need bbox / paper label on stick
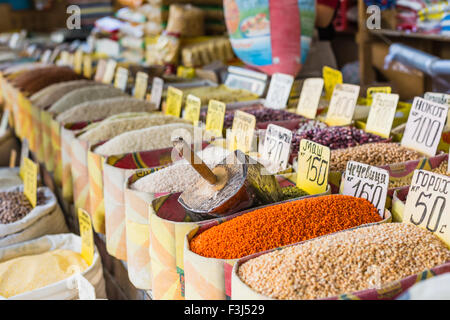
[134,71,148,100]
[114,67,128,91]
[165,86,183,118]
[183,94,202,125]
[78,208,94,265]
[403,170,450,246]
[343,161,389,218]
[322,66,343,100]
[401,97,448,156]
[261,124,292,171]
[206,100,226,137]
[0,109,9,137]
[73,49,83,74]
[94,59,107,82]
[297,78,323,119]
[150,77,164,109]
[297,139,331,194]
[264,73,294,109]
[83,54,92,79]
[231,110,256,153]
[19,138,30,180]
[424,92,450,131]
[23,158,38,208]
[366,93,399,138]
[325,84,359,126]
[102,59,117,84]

★ ★ ★

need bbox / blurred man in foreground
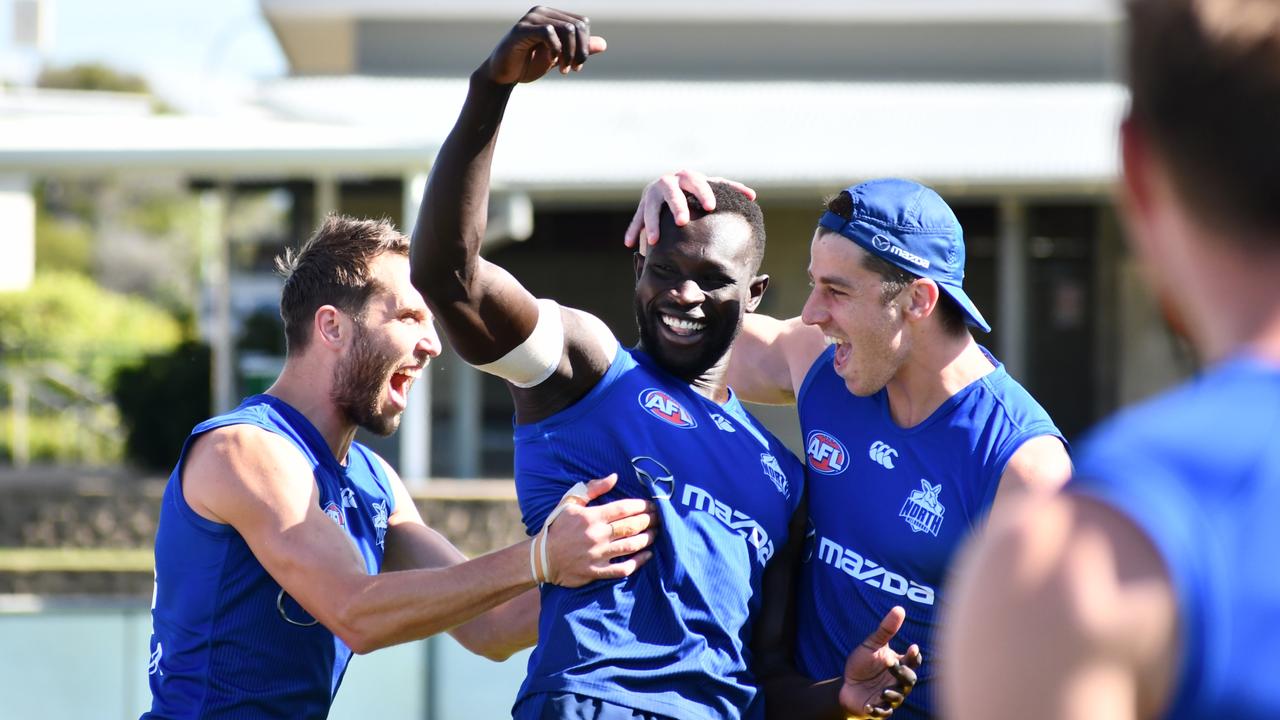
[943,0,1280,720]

★ ★ ★

■ **What is needed**: Which lines in the listing contain the string "bbox"? Show each of those lines in full.

■ **Task answer**:
need bbox / paper label on stick
need bbox / blurred man in foreground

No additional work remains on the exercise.